## WHAT IS NEEDED
Find and copy every line below that contains the word "plateau", matching its case exactly.

## DATA IN THIS EXERCISE
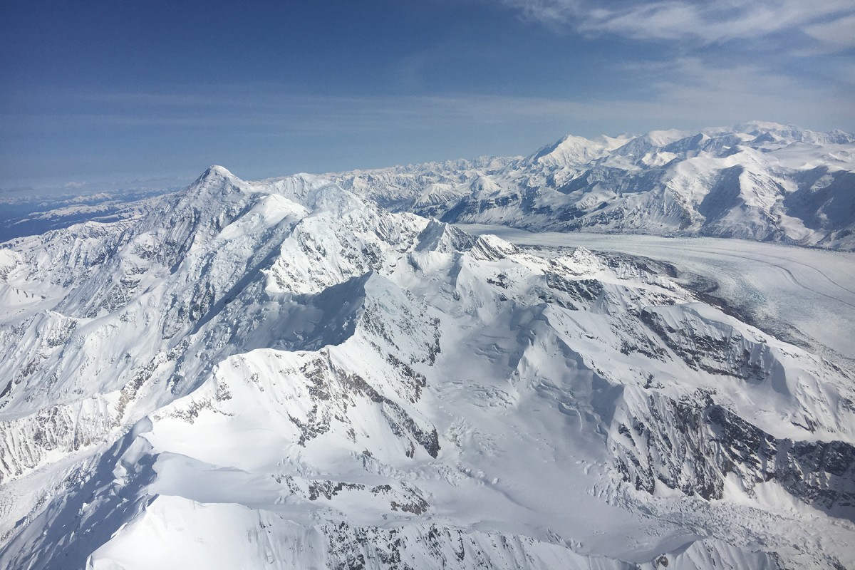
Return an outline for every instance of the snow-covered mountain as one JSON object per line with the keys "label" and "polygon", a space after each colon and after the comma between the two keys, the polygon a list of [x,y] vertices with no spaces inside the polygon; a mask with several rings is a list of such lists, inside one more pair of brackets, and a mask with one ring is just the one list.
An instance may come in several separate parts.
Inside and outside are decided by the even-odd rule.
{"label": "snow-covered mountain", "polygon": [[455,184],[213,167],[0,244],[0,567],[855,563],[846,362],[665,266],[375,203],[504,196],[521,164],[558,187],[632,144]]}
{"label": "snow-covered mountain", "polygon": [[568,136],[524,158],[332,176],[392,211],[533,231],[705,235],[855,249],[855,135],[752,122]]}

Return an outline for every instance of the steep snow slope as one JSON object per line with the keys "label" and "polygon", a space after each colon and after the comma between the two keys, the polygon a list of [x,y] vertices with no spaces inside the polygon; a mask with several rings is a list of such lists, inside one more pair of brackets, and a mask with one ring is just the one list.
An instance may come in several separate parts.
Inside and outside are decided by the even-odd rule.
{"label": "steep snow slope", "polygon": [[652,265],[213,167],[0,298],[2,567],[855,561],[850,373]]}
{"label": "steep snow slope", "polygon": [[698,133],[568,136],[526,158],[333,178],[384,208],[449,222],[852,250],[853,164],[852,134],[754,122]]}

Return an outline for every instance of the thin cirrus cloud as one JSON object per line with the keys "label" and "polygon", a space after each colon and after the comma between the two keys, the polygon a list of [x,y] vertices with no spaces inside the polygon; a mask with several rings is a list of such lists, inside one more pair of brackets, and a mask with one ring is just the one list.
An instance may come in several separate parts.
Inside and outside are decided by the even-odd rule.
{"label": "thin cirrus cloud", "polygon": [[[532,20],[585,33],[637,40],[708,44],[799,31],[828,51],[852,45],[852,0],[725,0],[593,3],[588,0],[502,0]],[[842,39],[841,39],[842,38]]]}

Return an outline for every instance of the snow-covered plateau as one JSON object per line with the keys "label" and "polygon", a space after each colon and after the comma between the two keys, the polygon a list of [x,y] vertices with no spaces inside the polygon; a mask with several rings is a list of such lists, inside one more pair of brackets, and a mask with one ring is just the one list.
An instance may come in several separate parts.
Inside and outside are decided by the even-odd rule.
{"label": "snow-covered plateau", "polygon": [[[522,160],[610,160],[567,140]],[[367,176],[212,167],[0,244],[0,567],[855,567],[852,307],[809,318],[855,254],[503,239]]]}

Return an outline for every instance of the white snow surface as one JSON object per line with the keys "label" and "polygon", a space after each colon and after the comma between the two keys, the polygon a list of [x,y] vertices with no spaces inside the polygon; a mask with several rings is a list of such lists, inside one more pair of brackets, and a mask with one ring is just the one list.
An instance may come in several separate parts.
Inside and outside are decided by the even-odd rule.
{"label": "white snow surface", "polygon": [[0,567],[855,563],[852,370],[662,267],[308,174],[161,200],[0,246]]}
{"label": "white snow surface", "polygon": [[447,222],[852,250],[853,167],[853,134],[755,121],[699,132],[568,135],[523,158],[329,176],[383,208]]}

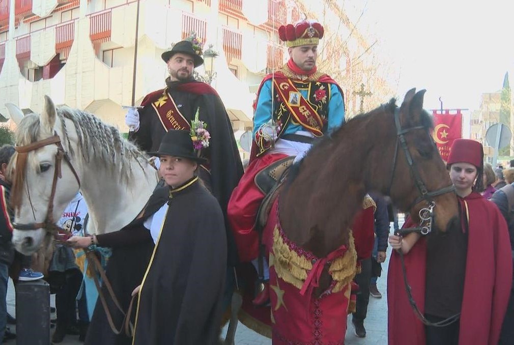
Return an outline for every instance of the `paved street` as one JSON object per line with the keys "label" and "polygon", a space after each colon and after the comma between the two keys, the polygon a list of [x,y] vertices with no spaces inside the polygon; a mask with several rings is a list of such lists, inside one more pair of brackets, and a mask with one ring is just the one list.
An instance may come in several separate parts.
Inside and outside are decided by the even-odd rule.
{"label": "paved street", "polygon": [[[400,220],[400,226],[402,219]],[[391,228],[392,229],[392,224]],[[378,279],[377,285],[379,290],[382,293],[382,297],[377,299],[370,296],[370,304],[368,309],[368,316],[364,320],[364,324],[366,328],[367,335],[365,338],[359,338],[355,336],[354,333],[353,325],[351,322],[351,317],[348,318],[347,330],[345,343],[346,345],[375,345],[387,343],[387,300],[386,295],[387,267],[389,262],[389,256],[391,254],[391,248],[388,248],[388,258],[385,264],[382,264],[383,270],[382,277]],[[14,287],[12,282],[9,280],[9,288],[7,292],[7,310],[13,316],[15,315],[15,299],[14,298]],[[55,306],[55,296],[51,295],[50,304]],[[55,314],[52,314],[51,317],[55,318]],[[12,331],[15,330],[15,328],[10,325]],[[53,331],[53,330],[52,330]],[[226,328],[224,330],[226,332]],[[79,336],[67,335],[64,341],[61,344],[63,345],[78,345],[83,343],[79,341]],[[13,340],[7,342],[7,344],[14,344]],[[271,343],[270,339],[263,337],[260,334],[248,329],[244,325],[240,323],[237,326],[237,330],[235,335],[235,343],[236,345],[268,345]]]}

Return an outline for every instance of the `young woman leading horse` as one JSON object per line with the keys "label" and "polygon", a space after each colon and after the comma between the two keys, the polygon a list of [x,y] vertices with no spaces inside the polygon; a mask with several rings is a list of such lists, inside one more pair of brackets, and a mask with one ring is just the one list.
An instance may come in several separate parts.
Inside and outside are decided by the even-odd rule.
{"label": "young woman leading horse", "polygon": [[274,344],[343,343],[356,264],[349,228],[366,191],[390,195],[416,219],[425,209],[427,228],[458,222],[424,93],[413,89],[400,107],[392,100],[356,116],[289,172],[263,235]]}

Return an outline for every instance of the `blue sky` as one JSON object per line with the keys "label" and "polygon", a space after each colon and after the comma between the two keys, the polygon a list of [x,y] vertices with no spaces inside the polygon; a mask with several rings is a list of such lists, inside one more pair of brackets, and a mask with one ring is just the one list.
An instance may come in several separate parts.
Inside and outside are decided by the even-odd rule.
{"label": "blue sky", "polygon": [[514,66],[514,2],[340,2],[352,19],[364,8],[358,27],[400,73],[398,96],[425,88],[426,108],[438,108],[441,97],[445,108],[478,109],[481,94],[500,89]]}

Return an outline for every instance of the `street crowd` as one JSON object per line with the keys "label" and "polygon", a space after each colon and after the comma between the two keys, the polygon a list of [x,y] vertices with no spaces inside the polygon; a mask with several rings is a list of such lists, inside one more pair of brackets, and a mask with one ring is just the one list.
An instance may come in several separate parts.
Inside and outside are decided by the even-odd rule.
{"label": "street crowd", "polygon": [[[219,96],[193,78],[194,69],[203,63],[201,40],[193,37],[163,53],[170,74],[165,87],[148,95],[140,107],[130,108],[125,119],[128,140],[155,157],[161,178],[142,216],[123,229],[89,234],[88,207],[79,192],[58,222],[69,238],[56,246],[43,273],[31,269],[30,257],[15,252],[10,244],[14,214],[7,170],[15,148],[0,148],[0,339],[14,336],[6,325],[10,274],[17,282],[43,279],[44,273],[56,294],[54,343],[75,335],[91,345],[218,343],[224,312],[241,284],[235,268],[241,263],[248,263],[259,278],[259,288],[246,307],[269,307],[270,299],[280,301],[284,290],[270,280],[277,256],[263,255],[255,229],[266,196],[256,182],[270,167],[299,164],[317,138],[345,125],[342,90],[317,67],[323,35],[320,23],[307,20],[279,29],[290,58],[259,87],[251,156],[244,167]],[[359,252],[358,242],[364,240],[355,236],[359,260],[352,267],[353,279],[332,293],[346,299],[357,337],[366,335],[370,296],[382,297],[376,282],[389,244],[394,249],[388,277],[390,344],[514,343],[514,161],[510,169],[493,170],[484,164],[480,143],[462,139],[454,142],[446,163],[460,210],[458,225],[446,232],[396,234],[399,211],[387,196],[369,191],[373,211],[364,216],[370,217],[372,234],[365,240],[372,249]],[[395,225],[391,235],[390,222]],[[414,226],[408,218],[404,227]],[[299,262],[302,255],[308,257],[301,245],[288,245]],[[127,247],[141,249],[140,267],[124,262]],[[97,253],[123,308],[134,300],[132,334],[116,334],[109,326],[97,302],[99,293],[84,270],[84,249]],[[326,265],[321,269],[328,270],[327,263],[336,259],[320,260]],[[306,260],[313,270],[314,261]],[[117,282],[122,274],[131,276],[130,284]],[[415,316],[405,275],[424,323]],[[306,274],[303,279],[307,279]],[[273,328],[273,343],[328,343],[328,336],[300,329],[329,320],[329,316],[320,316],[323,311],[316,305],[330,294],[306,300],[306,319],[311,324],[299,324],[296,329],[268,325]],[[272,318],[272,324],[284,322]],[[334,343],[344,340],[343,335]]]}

## PROBLEM SOLUTION
Return an outline for every instance of the snow-covered plateau as one JSON object per line with the keys "label" and "polygon", a space after each colon and after the comma between the two keys, the polygon a list of [x,y] vertices with no spaces inside the polygon; a mask with several rings is a list of such lists, inside one more pair of brackets, and a mask with one ring is just the one list.
{"label": "snow-covered plateau", "polygon": [[[522,160],[610,160],[567,140]],[[367,176],[212,167],[0,244],[0,567],[855,567],[852,307],[809,318],[855,254],[503,239]]]}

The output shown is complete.